- [Wybrany fragment]
+ + +
Nie miał już tak morderczego tempa chociaż atrakcji było nie mniej. W okolicy południa Jarek Kaczmarek ze Studni „O” razem z Gwidonem rozpoczęli drugą część opowieści i bajek dla dzieci tym razem urozmaiconych brzmieniem afrykańskich instrumentów ludowych. Tuż po nich w improwizowanym składzie: Mirek Ładoś – instrumenty perkusyjne oraz Sebastian Smolyn - puzon – w recitalu zatytułowanym „Banditen Songs” na dziedzińcu ośrodka Sarepta wystąpił Lech Dyblik – artysta mocno związany z tym rejonem. Na co dzień aktor - niby-drugoplanowy występujący w wielu filmach - postać tak charakterystyczną, że czasem pamiętana lepiej niż niejeden z aktorów pierwszoplanowych. I tak też się stało i tym razem – choć w charakterze barda – zaprezentował pieśni odeskich kryminalistów. Wydawać by się mogło, że w miejscu takim jak Nowica zabrzmi to dziwnie. Okazało się zupełnie inaczej – koncert znakomicie przyjęła cała publiczność – i młodsza i starsza, alternatywna i tradycyjna, a co szczególnie cieszy – licznie przybyli mieszkańcy Nowicy.
+ + +
- [Dostarczone dane]
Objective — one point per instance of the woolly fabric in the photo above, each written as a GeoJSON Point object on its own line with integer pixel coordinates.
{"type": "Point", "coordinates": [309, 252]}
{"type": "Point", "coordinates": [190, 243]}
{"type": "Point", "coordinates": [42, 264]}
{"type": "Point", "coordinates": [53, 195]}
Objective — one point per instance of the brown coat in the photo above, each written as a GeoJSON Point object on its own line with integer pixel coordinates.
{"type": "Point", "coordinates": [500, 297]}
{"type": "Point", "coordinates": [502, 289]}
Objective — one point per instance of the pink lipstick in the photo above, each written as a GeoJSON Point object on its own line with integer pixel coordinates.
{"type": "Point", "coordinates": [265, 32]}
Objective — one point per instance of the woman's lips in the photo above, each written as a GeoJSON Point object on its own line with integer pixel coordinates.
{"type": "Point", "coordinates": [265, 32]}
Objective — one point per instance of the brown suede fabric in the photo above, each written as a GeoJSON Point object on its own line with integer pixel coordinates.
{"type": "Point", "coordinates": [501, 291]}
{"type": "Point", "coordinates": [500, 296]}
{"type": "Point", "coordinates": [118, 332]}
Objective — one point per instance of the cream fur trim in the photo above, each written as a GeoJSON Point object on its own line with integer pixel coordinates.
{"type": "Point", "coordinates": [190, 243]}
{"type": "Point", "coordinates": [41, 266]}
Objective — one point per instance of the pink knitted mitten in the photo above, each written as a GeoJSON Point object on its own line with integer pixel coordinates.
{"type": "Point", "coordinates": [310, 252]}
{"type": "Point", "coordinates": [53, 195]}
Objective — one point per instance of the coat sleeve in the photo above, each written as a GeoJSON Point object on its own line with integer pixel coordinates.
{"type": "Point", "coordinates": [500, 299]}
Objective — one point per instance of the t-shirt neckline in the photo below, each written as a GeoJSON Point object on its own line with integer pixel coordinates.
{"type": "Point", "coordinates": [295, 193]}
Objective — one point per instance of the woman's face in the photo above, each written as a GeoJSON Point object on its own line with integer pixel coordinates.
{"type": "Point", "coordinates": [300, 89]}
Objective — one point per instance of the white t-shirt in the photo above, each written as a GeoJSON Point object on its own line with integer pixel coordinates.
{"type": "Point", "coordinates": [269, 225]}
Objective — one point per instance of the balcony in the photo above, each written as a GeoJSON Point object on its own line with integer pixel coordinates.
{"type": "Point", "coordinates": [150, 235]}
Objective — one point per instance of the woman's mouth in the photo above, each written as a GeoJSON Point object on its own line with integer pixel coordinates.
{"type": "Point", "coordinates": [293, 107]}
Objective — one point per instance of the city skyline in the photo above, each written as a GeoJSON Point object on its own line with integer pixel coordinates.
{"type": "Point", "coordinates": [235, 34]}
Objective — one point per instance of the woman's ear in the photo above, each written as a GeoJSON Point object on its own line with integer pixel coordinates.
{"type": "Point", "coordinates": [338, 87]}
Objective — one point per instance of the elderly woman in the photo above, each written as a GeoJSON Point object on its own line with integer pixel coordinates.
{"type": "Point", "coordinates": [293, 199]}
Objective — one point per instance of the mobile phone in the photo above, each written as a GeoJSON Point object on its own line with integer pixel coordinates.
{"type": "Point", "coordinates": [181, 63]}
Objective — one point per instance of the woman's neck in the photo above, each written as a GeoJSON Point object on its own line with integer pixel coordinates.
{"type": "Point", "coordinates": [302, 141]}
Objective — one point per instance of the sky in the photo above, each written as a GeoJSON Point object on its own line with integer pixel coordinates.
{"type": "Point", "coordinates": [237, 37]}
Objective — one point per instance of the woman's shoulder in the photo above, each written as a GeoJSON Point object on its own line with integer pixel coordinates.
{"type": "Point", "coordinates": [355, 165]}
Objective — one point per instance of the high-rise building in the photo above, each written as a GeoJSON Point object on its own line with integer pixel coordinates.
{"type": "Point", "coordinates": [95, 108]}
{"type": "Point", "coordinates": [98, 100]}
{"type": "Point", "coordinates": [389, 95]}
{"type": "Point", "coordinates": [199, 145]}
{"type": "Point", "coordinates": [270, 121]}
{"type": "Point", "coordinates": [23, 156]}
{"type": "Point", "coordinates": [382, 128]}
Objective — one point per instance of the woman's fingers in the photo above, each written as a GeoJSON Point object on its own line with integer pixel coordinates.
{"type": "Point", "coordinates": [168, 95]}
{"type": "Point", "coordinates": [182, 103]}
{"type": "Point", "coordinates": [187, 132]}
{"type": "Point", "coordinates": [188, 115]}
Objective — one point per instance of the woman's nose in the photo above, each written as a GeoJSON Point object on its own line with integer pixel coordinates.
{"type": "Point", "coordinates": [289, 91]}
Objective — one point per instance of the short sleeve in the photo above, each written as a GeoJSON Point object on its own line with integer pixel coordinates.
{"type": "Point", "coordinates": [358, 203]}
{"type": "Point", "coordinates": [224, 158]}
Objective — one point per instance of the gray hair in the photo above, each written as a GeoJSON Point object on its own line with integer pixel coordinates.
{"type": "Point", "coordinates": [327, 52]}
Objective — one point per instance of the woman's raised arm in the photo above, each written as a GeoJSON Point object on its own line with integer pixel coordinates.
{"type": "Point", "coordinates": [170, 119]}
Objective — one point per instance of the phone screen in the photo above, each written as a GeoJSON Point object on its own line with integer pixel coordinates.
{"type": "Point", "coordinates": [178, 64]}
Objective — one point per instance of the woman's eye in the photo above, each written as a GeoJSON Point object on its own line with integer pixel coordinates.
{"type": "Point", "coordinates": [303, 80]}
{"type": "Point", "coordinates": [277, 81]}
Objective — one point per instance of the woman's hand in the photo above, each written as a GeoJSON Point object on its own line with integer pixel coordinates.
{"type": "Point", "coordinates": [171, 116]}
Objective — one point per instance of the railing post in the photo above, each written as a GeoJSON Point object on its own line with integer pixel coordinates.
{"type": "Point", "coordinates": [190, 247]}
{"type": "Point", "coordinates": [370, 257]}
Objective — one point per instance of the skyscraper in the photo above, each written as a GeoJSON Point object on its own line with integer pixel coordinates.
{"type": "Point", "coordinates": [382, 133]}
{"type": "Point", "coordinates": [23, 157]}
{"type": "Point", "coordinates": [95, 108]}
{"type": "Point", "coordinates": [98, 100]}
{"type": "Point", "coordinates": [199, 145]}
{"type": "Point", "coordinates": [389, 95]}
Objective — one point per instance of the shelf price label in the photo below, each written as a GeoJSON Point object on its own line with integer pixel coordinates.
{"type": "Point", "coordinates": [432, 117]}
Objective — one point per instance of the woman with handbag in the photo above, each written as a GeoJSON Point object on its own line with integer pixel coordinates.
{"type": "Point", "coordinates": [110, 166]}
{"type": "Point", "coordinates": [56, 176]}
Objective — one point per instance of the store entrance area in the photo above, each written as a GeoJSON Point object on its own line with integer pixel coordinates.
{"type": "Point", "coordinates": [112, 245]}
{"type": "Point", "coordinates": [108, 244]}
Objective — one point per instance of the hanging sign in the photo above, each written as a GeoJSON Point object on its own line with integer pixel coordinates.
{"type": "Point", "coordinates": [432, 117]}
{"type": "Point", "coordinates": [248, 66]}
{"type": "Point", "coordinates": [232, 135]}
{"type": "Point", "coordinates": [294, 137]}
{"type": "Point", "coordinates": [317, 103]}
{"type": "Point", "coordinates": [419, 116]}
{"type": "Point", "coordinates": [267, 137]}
+ + +
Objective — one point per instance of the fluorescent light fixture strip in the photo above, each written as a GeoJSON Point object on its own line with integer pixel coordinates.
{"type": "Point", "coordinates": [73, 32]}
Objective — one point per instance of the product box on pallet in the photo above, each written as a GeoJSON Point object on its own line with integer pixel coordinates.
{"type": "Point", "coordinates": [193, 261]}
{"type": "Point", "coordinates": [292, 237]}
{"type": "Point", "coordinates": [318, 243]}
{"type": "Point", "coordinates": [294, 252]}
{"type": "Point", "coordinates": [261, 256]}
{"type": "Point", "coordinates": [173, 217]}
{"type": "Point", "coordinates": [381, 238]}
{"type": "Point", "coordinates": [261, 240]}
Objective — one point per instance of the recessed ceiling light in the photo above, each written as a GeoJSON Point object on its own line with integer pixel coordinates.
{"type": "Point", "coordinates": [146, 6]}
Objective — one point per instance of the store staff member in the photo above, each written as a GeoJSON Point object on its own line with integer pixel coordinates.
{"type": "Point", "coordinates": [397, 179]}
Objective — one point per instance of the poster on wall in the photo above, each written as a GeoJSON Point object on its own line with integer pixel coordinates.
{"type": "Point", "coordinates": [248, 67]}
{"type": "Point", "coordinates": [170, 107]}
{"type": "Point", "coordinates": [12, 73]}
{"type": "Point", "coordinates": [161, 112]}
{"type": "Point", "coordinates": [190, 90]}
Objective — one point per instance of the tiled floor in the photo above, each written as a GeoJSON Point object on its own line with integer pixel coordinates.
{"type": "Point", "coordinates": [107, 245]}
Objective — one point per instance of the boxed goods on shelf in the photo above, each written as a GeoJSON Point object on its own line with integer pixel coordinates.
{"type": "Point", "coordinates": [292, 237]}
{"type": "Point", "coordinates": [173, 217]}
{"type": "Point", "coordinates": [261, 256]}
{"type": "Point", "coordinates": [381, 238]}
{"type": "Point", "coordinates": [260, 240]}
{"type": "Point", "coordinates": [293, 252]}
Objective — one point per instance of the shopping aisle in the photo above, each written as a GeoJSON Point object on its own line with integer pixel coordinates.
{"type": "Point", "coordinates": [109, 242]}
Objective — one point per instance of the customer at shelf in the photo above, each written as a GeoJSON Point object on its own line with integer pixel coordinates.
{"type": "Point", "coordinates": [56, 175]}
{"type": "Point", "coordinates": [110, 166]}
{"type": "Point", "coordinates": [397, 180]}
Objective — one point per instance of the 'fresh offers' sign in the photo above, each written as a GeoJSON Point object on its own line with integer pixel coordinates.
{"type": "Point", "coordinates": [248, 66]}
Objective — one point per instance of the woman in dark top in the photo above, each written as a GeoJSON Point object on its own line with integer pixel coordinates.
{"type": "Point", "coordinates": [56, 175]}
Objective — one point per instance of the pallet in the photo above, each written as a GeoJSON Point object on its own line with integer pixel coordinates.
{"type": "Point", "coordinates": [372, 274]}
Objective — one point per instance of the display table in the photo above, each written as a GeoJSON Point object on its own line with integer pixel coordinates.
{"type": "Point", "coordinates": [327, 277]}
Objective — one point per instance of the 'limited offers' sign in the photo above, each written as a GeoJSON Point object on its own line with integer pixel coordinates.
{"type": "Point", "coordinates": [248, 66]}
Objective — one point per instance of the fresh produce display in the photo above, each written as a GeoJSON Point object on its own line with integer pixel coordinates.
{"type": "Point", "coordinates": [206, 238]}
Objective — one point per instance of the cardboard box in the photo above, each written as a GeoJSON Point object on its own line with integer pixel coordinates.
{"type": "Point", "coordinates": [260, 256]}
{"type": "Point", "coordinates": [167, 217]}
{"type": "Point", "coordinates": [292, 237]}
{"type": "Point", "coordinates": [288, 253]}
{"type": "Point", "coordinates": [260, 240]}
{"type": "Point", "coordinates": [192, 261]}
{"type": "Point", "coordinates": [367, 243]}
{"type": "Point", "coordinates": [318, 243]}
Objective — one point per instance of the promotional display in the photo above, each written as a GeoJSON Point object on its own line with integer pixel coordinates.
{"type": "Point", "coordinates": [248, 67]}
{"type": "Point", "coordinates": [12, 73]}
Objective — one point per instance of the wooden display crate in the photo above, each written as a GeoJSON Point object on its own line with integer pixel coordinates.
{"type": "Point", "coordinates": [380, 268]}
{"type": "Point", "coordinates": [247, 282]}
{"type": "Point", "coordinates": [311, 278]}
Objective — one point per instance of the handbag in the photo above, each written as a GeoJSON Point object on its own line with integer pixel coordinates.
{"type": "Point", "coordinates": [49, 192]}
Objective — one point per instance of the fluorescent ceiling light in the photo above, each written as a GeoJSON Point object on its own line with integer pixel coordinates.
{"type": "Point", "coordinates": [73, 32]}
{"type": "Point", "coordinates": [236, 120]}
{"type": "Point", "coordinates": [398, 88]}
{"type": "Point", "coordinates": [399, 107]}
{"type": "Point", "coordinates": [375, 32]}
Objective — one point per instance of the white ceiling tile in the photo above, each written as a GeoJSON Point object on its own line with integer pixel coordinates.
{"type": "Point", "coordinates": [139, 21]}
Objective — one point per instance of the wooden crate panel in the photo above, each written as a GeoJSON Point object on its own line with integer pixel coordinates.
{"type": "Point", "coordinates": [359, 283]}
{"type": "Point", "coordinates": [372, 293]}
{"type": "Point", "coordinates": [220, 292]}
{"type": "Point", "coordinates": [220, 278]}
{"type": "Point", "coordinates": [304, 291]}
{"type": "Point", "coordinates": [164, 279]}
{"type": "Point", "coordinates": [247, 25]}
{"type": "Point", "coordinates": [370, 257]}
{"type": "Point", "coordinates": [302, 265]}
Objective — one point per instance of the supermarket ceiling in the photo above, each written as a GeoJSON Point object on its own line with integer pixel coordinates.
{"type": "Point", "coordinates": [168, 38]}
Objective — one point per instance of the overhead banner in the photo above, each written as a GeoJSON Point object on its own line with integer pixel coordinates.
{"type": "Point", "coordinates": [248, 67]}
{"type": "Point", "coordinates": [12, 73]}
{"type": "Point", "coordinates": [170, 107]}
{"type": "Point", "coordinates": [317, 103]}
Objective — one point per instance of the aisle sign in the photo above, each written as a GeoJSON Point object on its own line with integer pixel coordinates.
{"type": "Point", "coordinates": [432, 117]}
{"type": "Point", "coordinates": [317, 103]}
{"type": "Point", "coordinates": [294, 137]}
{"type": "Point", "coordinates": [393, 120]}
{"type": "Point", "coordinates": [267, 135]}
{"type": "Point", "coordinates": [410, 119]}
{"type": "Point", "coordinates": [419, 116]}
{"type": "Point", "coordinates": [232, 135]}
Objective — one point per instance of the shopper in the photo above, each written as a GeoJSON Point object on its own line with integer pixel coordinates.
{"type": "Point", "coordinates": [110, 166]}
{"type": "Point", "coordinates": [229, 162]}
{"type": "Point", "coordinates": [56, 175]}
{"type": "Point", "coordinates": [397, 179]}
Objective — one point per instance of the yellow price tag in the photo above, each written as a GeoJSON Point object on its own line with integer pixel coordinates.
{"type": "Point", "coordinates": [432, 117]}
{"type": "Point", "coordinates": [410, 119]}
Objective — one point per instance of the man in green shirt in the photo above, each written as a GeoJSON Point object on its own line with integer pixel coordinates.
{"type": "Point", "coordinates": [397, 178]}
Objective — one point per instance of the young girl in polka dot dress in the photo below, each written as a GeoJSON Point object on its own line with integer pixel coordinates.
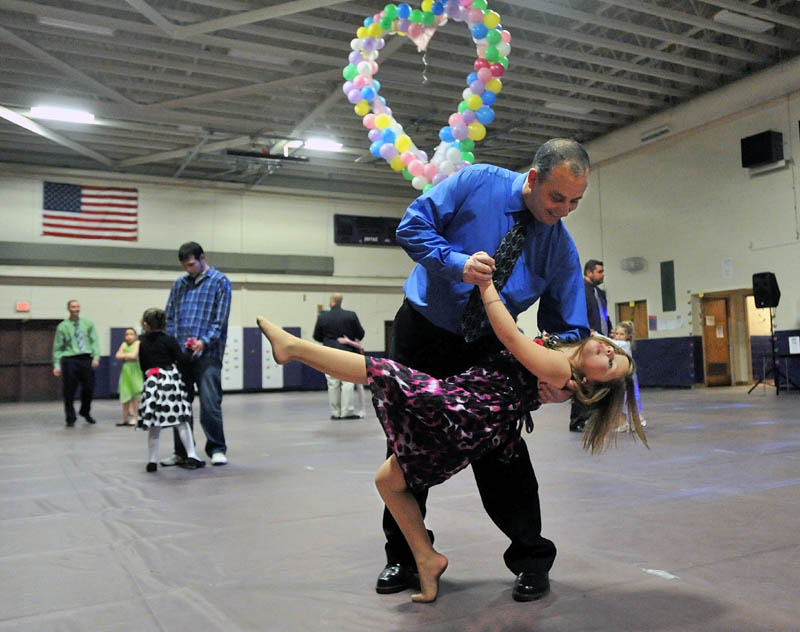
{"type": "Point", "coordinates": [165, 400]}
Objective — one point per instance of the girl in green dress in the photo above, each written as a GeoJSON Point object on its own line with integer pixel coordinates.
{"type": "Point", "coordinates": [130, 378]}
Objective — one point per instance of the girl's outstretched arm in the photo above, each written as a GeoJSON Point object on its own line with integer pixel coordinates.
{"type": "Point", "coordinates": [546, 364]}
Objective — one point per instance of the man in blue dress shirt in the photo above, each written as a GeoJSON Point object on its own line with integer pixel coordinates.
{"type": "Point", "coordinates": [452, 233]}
+ + +
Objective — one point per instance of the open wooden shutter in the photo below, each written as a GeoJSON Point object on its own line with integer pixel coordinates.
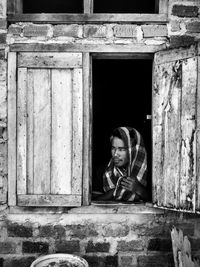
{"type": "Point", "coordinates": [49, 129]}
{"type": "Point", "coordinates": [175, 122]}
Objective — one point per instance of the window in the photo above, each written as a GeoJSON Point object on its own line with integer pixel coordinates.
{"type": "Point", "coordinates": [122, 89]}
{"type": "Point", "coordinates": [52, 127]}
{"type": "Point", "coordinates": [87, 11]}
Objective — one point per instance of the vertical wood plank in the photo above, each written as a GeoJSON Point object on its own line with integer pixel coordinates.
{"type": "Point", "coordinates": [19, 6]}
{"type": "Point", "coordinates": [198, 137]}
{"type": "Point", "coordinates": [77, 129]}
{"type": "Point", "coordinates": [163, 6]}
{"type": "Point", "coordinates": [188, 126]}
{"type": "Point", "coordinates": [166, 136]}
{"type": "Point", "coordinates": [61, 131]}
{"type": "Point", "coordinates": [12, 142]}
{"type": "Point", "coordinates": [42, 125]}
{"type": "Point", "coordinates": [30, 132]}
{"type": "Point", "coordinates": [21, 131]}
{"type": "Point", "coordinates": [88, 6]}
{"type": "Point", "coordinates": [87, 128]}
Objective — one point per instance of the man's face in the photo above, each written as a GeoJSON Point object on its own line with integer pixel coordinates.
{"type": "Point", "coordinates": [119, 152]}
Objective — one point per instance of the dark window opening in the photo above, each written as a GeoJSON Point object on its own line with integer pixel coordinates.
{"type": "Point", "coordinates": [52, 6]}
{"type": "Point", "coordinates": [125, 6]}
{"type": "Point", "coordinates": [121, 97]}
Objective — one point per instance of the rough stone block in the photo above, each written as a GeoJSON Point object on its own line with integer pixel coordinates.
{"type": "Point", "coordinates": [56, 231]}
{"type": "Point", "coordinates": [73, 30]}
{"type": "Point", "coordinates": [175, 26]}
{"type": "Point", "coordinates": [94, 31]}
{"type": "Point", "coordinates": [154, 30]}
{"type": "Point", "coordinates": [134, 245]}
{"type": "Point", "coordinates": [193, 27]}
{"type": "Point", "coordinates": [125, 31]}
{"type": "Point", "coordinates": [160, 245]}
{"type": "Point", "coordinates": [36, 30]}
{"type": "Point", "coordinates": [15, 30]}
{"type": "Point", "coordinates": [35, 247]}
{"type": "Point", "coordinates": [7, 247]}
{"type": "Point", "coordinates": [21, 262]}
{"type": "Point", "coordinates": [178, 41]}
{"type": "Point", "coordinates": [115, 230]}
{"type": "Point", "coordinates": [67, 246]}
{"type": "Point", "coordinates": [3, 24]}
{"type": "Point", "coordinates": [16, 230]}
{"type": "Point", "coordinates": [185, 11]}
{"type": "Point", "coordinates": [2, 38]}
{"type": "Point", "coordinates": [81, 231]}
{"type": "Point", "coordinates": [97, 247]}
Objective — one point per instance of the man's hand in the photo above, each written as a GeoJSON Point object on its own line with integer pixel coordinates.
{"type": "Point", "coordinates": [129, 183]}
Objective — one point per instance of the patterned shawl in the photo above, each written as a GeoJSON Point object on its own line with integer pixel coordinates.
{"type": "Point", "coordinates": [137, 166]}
+ + +
- [Polecenie] Przepisz słowo w słowo cały fragment o występach w Nowicy.

- [Odpowiedź]
Nie miał już tak morderczego tempa chociaż atrakcji było nie mniej. W okolicy południa Jarek Kaczmarek ze Studni „O” razem z Gwidonem rozpoczęli drugą część opowieści i bajek dla dzieci tym razem urozmaiconych brzmieniem afrykańskich instrumentów ludowych. Tuż po nich w improwizowanym składzie: Mirek Ładoś – instrumenty perkusyjne oraz Sebastian Smolyn - puzon – w recitalu zatytułowanym „Banditen Songs” na dziedzińcu ośrodka Sarepta wystąpił Lech Dyblik – artysta mocno związany z tym rejonem. Na co dzień aktor - niby-drugoplanowy występujący w wielu filmach - postać tak charakterystyczną, że czasem pamiętana lepiej niż niejeden z aktorów pierwszoplanowych. I tak też się stało i tym razem – choć w charakterze barda – zaprezentował pieśni odeskich kryminalistów. Wydawać by się mogło, że w miejscu takim jak Nowica zabrzmi to dziwnie. Okazało się zupełnie inaczej – koncert znakomicie przyjęła cała publiczność – i młodsza i starsza, alternatywna i tradycyjna, a co szczególnie cieszy – licznie przybyli mieszkańcy Nowicy.